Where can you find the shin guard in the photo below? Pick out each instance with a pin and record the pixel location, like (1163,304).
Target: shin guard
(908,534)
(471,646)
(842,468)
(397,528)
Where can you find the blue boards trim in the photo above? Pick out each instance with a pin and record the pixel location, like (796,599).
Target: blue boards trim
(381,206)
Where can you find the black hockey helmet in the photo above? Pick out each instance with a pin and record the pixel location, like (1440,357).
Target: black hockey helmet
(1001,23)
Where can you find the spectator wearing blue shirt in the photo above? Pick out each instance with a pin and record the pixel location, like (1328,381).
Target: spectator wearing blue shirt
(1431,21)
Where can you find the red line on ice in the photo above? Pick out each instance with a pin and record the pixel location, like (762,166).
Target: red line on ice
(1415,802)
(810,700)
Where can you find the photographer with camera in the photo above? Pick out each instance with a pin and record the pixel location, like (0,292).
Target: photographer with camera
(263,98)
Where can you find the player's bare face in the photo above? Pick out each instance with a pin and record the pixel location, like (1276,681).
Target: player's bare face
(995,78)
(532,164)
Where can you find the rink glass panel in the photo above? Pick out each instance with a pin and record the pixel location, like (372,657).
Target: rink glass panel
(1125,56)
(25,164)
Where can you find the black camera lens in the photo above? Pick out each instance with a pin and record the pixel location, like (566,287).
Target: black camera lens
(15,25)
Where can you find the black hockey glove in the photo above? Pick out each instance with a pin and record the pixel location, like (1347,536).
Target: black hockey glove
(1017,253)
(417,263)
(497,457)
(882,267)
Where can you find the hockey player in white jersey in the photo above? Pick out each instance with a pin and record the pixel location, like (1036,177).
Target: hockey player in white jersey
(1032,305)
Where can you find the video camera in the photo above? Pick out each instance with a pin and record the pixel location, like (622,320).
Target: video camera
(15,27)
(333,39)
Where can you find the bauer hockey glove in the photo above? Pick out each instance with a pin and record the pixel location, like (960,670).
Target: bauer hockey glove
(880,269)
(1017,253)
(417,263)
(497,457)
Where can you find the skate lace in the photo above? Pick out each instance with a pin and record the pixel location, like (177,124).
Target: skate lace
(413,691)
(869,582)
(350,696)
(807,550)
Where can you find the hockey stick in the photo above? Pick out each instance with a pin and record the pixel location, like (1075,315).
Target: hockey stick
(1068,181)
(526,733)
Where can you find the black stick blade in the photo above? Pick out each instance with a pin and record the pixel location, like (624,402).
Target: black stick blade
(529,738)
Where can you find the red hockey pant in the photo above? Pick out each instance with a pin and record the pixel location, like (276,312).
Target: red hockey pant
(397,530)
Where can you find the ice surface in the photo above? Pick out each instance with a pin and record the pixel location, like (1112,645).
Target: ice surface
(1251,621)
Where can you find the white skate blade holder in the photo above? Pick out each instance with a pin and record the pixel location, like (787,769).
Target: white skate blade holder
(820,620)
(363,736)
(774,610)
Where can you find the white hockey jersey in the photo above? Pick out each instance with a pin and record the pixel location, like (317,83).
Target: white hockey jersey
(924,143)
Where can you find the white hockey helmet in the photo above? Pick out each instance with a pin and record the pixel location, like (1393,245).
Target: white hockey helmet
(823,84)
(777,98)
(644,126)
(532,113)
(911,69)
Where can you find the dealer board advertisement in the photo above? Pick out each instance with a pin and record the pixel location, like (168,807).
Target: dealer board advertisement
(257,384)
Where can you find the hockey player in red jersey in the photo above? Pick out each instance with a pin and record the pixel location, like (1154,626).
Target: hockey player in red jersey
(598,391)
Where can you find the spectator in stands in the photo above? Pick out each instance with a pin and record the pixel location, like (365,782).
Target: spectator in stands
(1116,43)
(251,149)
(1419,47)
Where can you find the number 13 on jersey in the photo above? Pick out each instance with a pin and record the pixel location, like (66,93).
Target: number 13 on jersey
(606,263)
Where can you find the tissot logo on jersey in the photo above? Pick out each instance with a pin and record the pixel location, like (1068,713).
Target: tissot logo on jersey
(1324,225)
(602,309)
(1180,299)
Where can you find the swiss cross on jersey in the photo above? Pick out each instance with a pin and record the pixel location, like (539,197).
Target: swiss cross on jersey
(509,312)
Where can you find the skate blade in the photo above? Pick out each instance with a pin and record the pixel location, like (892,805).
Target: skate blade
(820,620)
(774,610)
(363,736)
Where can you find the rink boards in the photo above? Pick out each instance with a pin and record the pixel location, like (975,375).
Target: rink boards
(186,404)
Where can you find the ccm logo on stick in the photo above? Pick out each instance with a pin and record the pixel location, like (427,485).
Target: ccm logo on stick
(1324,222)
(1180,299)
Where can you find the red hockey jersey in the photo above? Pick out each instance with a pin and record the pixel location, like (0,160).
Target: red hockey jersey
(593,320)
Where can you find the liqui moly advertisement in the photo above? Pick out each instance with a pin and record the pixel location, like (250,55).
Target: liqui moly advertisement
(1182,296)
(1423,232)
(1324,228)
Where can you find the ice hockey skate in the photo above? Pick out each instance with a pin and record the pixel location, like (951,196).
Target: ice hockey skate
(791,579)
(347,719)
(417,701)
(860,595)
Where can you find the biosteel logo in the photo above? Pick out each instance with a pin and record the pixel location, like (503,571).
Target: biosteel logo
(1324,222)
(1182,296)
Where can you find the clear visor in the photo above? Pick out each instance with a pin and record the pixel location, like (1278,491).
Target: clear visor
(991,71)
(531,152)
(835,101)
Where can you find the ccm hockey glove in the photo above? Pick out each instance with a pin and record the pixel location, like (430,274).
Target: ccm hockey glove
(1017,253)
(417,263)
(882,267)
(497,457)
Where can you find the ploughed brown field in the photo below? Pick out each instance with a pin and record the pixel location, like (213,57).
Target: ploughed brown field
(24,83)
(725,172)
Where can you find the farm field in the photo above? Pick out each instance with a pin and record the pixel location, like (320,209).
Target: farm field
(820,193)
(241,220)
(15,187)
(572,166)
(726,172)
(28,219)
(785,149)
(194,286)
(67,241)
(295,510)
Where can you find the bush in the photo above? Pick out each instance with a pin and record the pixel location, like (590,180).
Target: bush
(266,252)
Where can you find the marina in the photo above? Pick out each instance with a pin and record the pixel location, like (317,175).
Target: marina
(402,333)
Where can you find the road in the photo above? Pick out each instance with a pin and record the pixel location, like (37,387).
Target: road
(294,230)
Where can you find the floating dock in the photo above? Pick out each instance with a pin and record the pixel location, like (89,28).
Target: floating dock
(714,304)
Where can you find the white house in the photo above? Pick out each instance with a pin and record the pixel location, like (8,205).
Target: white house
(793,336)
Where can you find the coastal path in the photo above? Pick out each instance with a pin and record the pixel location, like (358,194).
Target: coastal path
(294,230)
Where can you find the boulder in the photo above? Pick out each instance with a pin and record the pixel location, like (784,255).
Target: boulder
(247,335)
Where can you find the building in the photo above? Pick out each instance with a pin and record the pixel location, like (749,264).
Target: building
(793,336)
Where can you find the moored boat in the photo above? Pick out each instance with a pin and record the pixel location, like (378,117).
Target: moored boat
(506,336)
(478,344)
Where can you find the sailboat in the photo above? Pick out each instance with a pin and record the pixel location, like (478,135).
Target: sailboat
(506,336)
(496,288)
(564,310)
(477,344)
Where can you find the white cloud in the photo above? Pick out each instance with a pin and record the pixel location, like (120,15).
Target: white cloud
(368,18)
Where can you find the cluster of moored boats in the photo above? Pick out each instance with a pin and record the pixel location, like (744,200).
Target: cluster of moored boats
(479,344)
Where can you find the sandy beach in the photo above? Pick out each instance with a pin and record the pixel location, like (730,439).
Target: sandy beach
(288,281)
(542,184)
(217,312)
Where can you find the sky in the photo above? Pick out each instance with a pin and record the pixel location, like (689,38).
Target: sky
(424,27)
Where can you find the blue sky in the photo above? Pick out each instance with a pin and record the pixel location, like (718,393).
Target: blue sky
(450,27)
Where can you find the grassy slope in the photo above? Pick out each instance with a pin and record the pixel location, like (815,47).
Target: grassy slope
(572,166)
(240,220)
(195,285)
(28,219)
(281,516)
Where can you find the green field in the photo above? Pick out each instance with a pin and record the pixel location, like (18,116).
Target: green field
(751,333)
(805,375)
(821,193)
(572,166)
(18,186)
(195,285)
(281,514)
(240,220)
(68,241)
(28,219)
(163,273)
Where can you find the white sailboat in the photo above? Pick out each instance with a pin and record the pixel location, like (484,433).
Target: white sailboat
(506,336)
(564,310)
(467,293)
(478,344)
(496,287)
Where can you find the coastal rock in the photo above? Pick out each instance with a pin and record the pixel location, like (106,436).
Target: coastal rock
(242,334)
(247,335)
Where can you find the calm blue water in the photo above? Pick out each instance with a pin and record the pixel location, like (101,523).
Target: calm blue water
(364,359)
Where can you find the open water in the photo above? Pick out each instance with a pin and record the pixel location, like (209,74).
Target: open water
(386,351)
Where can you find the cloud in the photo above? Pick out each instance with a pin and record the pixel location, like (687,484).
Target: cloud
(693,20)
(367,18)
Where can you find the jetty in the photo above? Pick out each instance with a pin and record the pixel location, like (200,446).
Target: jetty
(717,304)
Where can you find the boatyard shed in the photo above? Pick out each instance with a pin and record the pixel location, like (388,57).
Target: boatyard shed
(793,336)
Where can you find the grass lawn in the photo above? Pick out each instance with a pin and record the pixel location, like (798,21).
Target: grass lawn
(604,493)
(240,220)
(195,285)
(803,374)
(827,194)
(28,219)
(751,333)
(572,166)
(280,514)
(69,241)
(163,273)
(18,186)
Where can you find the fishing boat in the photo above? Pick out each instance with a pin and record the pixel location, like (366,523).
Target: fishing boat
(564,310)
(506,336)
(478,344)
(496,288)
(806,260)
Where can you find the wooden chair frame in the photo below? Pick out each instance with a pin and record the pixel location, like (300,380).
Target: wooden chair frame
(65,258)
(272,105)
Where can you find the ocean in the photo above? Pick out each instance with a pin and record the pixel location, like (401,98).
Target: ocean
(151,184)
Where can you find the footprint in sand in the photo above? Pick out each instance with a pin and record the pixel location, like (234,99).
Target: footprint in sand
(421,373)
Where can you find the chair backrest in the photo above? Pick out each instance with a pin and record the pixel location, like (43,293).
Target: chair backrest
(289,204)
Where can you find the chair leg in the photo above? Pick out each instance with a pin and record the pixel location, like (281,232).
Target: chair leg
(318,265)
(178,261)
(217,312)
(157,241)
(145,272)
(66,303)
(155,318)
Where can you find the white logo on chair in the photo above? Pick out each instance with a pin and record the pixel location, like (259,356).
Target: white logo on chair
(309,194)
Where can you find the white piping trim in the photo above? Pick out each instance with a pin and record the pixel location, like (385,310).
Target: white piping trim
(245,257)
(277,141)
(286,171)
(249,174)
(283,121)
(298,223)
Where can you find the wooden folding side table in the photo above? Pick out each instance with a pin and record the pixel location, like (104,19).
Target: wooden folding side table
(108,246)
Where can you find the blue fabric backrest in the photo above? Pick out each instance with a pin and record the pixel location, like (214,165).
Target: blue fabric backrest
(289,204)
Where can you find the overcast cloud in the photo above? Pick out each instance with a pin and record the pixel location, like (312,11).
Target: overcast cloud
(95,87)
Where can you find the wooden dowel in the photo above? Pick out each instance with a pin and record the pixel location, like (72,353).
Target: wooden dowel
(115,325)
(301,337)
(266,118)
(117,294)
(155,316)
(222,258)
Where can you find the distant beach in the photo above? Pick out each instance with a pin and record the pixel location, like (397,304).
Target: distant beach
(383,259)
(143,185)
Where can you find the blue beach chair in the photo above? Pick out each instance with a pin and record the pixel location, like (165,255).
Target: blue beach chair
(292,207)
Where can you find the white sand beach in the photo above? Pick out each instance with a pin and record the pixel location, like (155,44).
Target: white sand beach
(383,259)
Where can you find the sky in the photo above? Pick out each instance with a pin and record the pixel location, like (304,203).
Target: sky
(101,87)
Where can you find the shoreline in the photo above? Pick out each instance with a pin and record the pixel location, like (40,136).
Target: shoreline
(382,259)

- _Exercise aim_: Transcribe the records above exactly, but only from the line that contains "Where can you find the white piping" through their final line, inclusive.

- _Response_:
Where can you find the white piping trim in the photo above? Pick out each instance with a pin and record the pixel location, like (385,310).
Target: white piping trim
(245,257)
(277,141)
(286,171)
(249,174)
(283,121)
(298,223)
Where can you find the wooden folding side table in the photo above? Pick out each instance with a pin and record the pixel location, like (104,19).
Target: wooden folding side table
(108,246)
Where can you find the blue fabric backrest in the photo above? Pick out each instance with a pin and record the pixel location, like (214,165).
Target: blue fabric backrest
(289,204)
Where can you find the overcast cloud in the photo above? Pick out each instance with a pin and record the pixel location, like (312,11).
Target: overcast cloud
(95,87)
Where can you find the wooden dowel in the photo above? Pick out each instance with a pin and record the pixel location, like (72,353).
Target: wooden dowel
(115,325)
(301,337)
(266,118)
(117,294)
(155,316)
(222,258)
Where can you find the distant beach in the photo above? Pick out each instance with a pin and record the pixel location, like (397,304).
Target: distant beach
(383,259)
(143,185)
Where can you find the blue beach chair in the photo above? Pick out each instance with a pin and record the pixel location, like (165,255).
Target: blue beach chair
(292,207)
Where can you find the white sand beach in the photo above? Pick out each instance with a pin and record the pixel location, like (155,44).
Target: white sand beach
(383,259)
Where can you find the sky in the photo above? Pick out each instance with a pin and record the pixel location, like (304,203).
Target: sky
(101,87)
Where can you find the shoreline in the photo above? Pick out each instance with a pin and record the pixel location, like (40,136).
Target: shoreline
(382,259)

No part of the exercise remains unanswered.